■ The problem:
Reproduce verbatim the line where "Target: silver striped fish" occurs, along with all following lines down to the last line of the data.

■ Extracted information:
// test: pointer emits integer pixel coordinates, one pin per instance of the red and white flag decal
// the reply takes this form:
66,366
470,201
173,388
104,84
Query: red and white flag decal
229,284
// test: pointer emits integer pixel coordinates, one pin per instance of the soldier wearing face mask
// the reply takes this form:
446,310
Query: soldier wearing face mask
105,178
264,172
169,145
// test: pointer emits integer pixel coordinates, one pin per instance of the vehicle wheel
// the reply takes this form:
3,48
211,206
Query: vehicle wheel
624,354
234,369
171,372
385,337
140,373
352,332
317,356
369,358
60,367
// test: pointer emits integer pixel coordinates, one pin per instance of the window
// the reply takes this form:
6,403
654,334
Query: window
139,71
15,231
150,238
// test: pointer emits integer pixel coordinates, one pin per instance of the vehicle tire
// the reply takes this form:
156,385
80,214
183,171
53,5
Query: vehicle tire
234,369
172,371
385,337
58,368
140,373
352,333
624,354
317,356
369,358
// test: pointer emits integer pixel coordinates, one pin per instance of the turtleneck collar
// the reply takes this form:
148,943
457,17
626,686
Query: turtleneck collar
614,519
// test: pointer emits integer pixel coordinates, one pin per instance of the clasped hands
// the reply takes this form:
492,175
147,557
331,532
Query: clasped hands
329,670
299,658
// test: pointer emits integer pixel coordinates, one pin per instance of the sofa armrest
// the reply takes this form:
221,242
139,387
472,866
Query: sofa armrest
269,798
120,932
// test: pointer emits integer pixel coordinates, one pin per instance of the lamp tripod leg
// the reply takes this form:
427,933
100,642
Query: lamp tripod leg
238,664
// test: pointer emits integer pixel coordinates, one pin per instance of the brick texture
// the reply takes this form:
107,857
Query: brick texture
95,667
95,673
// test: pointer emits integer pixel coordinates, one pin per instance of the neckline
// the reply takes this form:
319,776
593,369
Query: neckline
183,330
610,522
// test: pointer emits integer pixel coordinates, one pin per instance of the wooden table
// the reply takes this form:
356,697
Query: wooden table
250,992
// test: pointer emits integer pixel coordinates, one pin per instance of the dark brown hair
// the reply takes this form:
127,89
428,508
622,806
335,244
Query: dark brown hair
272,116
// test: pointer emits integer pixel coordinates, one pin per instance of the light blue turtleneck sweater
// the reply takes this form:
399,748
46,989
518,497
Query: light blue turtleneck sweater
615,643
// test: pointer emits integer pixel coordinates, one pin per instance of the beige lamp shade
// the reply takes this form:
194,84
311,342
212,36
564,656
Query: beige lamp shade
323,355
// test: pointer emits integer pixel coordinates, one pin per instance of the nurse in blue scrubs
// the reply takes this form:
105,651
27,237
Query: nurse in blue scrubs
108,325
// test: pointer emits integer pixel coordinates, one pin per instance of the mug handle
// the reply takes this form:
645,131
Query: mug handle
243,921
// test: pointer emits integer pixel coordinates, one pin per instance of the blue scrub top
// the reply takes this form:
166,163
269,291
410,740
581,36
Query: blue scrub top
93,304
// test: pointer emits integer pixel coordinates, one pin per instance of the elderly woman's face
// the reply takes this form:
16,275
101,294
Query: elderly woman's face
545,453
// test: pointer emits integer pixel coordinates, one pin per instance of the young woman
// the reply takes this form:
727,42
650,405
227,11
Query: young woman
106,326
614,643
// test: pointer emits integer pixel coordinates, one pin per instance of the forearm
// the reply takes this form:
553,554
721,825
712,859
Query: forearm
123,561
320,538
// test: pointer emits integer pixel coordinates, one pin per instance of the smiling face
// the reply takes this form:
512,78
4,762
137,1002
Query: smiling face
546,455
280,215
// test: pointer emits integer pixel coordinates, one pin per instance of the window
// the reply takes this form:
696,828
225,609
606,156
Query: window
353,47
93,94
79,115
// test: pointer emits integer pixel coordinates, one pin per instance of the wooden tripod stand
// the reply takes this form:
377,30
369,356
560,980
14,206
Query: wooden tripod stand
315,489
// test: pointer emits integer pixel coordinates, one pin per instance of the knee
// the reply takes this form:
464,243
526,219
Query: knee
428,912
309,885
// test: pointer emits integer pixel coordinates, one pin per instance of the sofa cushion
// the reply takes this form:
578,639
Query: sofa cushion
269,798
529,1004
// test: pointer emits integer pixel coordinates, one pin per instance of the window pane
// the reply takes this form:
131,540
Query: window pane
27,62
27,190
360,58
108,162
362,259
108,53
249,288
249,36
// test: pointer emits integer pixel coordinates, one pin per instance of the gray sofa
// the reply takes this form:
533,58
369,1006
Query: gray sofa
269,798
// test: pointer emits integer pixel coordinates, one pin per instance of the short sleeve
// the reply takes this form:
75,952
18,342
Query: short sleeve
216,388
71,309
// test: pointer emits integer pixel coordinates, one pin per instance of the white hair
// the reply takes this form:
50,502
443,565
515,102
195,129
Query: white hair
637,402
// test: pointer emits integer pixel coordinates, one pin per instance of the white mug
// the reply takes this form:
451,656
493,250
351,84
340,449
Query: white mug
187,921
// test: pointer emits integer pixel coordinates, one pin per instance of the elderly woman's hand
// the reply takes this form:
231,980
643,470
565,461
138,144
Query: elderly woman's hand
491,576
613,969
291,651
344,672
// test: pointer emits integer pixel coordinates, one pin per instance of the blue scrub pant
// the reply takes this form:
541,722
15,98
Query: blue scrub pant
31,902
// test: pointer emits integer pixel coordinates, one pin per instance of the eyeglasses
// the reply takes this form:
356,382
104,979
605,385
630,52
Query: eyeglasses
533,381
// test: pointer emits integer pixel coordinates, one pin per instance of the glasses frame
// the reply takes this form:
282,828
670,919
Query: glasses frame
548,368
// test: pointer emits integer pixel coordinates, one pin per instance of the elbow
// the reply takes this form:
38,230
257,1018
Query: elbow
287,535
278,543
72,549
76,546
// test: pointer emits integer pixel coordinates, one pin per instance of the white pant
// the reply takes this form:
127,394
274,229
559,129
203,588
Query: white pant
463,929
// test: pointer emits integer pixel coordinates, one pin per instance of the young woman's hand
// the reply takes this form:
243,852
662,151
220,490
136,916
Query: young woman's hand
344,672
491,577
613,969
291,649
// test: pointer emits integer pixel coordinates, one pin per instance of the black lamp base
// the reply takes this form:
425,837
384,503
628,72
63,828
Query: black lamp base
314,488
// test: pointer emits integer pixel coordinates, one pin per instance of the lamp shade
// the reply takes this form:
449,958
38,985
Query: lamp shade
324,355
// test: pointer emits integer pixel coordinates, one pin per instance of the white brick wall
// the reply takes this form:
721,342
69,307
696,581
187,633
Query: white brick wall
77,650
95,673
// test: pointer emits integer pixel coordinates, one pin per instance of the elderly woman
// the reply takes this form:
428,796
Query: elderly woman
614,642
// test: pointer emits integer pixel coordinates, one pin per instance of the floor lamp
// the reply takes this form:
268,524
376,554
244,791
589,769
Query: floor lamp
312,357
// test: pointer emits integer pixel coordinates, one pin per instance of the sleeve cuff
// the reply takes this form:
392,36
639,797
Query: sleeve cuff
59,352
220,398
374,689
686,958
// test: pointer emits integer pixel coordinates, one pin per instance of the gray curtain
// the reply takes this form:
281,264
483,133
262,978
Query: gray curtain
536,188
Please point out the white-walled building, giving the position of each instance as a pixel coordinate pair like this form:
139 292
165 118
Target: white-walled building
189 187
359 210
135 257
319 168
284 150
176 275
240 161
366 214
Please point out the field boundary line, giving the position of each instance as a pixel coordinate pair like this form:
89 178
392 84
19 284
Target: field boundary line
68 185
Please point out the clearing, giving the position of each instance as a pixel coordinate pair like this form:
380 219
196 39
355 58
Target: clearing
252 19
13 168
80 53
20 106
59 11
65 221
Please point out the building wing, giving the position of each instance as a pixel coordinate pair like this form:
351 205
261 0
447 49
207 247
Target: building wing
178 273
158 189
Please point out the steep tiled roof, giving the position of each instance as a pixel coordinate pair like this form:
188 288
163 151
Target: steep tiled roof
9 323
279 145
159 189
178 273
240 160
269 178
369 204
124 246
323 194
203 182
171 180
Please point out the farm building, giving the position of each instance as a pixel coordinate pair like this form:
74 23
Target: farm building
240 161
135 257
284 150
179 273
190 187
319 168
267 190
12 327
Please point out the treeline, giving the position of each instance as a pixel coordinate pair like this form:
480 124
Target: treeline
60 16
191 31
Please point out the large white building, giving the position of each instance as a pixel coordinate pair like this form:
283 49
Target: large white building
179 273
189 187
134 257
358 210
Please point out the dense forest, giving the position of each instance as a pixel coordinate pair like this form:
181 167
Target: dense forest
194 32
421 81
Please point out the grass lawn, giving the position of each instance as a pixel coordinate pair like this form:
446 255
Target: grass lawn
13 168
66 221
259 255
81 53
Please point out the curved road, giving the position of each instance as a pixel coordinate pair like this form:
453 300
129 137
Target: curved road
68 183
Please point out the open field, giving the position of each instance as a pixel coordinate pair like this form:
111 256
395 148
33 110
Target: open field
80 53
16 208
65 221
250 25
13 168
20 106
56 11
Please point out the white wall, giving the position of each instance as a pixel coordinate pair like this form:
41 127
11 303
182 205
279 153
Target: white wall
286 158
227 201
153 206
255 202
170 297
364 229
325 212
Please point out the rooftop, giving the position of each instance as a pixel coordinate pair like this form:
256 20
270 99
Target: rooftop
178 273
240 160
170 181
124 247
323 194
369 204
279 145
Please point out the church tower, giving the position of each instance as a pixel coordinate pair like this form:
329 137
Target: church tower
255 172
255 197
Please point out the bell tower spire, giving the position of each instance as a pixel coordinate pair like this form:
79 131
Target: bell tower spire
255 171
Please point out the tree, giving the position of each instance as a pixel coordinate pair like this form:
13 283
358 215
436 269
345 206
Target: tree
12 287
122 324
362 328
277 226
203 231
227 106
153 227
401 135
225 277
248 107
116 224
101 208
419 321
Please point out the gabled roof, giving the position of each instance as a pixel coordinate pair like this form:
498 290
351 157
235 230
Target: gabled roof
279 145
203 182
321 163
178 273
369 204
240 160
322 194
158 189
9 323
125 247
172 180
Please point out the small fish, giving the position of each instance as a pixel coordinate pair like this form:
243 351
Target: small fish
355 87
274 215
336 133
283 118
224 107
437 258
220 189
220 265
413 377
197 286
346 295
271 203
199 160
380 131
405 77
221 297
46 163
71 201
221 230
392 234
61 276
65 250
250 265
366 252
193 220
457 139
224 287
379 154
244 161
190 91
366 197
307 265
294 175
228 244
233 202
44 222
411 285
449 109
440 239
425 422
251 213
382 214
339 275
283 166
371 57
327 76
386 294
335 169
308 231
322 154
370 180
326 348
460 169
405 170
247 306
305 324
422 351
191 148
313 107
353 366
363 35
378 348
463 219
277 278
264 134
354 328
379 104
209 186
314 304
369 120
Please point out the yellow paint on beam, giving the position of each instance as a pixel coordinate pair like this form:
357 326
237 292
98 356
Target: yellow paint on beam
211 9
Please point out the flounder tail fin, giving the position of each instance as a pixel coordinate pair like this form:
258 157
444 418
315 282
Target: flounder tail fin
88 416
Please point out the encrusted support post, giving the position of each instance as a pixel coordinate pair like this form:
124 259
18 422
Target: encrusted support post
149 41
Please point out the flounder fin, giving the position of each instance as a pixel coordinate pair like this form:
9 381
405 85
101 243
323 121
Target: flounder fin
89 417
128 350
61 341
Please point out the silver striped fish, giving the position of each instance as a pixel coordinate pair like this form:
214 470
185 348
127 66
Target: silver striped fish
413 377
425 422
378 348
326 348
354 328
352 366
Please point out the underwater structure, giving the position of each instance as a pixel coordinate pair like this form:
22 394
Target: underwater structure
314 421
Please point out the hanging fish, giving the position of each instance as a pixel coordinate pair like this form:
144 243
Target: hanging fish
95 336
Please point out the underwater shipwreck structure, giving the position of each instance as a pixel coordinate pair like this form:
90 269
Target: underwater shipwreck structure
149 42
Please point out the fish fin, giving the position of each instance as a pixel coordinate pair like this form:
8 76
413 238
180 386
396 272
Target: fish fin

■ Task result:
Target: silver striped fish
413 377
425 422
378 348
326 348
354 328
352 366
Please point out the underwater structure, giving the position of each instance as a pixel coordinate pair like this form:
22 394
Target: underwater structure
314 421
Please point out the hanging fish, giving the position of each instance as a pixel coordinate pair like this form:
144 243
Target: hanging fish
95 336
Please point out the underwater shipwreck structure, giving the position of each instance as a pixel coordinate pair like this form:
90 269
Target: underwater shipwreck structure
149 42
Please point out the fish fin, giving the position of each instance as a pixel coordinate pair like this form:
8 76
413 238
180 386
396 272
Target: fish fin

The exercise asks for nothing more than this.